(给定文章)
• • • •
2023-07-30  阅读(143)
原文作者:Ressmix 原文地址:https://www.tpvlog.com/article/320

上一章,我对BackupNode的checkpoint机制进行了深入剖析,还遗留了fsimage快照传输没有讲解。BackupNode在生成完fsimage快照文件后,需要基于NIO网络通信将fsimage文件传输给NameNode。

关于NIO的网络通信机制,我在《透彻理解Kafka》系列中深入讲解过,本节我就来仿照Kafka的通信组件实现fsimage快照传输的BackupNode客户端/NameNode服务端的代码。

一、快照传输

首先,fsimage快照传输是通过BackupNode的 FSImageUploader 组件来完成,FSImageCheckPointer在执行checkpoint机制流程的第四步会将fsimage发送给NameNode:

    /**
     * 生成fsimage快照文件的线程
     */
    public class FSImageCheckPointer extends Thread {
        /**
         * 执行checkpoint机制
         */
        private void doCheckpoint() throws Exception {
            // 1.生成fsimage
            FSImage fsimage = namesystem.getFSImage();
            // 2.删除上一次的fsimage文件
            removeLastFSImageFile();
            // 3.保存fsimage文件到磁盘
            writeFSImageFile(fsimage);
            // 4.将fsimage文件发送给NameNode
            uploadFSImageFile(fsimage);
            // 5.将checkpoint信息发送给NameNode
            updateCheckpointTxid(fsimage);
            // 6.持久化checkpoint信息
            saveCheckpointInfo(fsimage);
        }
    
        /**
         * 发送fsimage文件
         */
        private void uploadFSImageFile(FSImage fsimage)  {
            FSImageUploader fsimageUploader = new FSImageUploader(fsimage);
            fsimageUploader.start();
        }
        //...
    }

1.1 Client端

我们采用Java NIO实现BackupNode作为Client端的代码,核心流程就是:

  1. 创建一个SocketChannel,与Server端的9000端口建立连接;
  2. 创建一个Selector,并注册到SocketChannel中;
  3. 监听channel上的各类事件,比如连接建立事件、可读事件等等,并进行相应的处理。
    /**
     * fsimage快照传输线程
     *
     * @author Ressmix
     */
    public class FSImageUploader extends Thread {
    
        private FSImage fsimage;
    
        public FSImageUploader(FSImage fsimage) {
            this.fsimage = fsimage;
        }
    
        @Override
        public void run() {
            SocketChannel channel = null;
            Selector selector = null;
            try {
                channel = SocketChannel.open();
                channel.configureBlocking(false);
                // 这里指定NameNode的地址
                channel.connect(new InetSocketAddress("localhost", 9000));
                selector = Selector.open();
                channel.register(selector, SelectionKey.OP_CONNECT);
    
                boolean uploading = true;
                while (uploading) {
                    selector.select();
                    Iterator<SelectionKey> keysIterator = selector.selectedKeys().iterator();
                    while (keysIterator.hasNext()) {
                        SelectionKey key = (SelectionKey) keysIterator.next();
                        keysIterator.remove();
    
                        // 1.连接事件
                        if (key.isConnectable()) {
                            channel = (SocketChannel) key.channel();
                            if (channel.isConnectionPending()) {
                                channel.finishConnect();
                                // 上传fsimage
                                ByteBuffer buffer = ByteBuffer.wrap(fsimage.getFsimageJson().getBytes());
                                System.out.println("准备上传fsimage文件数据,大小为:" + buffer.capacity());
                                channel.write(buffer);
                            }
                            channel.register(selector, SelectionKey.OP_READ);
                        }
                        // 2.可读事件,即接收到了响应
                        else if (key.isReadable()) {
                            ByteBuffer buffer = ByteBuffer.allocate(1024 * 1024);
                            channel = (SocketChannel) key.channel();
                            int count = channel.read(buffer);
    
                            if (count > 0) {
                                System.out.println("上传fsimage文件成功,响应消息为:" +
                                        new String(buffer.array(), 0, count));
                                channel.close();
                                uploading = false;
                            }
                        }
                    }
                }
            } catch (Exception e) {
                e.printStackTrace();
            } finally {
                //...省略关闭I/O相关代码
            }
        }
    }

可以看到,Java NIO的代码大部分都是一些 Boilerplate Code ,也就是说会遵照一定的模板,我们只需在相应的位置填充业务逻辑即可:

  1. 当BackupNode监听到channel上的连接事件后,就需要发送fsimage文件内容;
  2. 当BackupNode监听到channel上的可读事件后,就需要读取NameNode的响应。
• • • •
(所给记录)
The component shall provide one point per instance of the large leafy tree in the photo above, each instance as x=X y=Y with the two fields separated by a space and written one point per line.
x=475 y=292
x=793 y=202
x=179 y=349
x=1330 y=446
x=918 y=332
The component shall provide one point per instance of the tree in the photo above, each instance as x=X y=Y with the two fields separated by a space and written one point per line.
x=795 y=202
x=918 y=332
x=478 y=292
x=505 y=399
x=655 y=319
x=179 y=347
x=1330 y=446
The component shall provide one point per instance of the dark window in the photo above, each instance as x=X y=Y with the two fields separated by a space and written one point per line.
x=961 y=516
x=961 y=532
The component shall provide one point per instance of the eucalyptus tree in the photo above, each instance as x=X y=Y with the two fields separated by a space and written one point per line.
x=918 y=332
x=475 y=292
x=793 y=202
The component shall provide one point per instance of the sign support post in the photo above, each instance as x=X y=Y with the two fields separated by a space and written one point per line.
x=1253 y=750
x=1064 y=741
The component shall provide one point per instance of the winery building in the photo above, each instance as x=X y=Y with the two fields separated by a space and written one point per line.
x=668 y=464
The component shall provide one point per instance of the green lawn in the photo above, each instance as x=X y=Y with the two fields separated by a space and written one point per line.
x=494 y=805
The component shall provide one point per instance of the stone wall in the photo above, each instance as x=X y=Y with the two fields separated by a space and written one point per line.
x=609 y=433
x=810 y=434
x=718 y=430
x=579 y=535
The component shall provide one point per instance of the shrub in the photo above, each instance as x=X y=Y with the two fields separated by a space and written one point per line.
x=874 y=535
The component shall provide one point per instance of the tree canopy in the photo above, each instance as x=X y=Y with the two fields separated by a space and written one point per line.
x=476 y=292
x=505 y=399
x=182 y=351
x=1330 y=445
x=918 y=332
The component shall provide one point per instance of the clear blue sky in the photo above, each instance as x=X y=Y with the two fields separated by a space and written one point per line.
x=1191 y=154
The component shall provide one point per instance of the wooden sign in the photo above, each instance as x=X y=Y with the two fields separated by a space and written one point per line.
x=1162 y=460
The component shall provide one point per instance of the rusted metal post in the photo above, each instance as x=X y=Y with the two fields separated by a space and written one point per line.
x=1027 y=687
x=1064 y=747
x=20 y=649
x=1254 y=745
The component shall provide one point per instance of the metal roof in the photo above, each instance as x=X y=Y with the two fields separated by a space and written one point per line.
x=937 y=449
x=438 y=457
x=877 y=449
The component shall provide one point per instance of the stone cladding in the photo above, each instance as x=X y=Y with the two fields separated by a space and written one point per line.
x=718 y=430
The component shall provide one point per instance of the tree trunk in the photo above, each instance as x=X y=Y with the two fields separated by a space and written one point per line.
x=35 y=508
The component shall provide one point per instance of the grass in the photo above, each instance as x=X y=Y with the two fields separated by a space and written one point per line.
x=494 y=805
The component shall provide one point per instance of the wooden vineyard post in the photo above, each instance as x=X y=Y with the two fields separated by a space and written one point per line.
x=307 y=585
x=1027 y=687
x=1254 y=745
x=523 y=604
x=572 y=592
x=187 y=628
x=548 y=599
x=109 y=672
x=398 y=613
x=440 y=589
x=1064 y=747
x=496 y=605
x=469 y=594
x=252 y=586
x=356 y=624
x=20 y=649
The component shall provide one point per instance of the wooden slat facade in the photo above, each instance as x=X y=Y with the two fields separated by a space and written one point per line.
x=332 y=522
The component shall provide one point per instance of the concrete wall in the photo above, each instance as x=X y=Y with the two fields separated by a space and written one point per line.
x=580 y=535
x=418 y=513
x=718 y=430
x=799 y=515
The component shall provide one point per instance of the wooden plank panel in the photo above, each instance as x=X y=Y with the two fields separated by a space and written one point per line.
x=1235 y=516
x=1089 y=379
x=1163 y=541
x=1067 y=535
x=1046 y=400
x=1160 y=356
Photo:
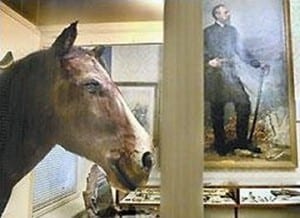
• • • •
(任务目标)
给定文章中以“上一章”开头的那一段,能否改写得更简短,同时保留其主要事实? 请只依据给定文章作答。

(参考解答)
上一章剖析了BackupNode的checkpoint机制,但没有讲fsimage快照传输。BackupNode生成fsimage快照文件后,要通过NIO网络通信把它传给NameNode。